• [TASK REQUIREMENTS] Scan the listing below for the word "dark" and copy every line that has it.

• [RECORDS TO USE]

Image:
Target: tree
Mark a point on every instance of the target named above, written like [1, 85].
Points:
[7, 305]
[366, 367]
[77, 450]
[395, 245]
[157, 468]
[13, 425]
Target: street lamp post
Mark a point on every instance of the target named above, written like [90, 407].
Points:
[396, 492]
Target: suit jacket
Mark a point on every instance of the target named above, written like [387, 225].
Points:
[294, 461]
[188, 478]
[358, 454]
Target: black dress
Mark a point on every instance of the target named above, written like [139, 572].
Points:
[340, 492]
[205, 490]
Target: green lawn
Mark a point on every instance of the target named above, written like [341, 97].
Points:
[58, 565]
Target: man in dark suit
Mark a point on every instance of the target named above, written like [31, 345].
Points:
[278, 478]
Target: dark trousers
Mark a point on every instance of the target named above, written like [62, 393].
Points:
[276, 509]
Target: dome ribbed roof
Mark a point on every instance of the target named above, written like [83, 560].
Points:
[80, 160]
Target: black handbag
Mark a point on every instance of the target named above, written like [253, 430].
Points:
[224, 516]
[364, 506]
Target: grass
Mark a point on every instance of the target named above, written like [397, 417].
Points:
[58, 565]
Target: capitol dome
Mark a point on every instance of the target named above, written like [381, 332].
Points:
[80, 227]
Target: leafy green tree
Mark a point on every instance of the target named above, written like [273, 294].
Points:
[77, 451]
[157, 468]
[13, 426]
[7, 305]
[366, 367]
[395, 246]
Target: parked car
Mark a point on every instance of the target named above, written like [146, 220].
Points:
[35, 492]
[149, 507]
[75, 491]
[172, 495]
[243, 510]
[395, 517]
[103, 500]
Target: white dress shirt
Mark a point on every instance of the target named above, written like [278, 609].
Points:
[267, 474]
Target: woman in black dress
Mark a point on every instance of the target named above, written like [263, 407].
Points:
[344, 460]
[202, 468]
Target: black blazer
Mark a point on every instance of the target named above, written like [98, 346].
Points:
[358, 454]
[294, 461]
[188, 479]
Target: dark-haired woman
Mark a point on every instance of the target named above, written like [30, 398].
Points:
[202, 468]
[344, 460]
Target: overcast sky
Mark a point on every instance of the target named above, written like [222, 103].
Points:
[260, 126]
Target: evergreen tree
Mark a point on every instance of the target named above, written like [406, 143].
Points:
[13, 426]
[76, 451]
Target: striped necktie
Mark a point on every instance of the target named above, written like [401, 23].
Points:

...

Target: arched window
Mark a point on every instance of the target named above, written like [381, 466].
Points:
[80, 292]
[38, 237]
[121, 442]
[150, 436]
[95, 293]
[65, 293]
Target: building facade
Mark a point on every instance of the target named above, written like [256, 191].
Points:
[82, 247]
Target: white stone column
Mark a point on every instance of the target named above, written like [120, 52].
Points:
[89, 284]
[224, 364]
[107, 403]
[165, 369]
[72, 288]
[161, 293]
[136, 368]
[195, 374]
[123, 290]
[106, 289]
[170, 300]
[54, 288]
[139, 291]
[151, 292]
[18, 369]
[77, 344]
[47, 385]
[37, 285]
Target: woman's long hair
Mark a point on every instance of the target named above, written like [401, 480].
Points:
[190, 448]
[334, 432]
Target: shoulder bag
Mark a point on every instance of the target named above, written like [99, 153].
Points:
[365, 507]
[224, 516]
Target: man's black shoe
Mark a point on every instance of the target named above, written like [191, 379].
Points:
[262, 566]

• [EXERCISE SOLUTION]
Target: man in dark suit
Target: dark trousers
Target: dark-haired woman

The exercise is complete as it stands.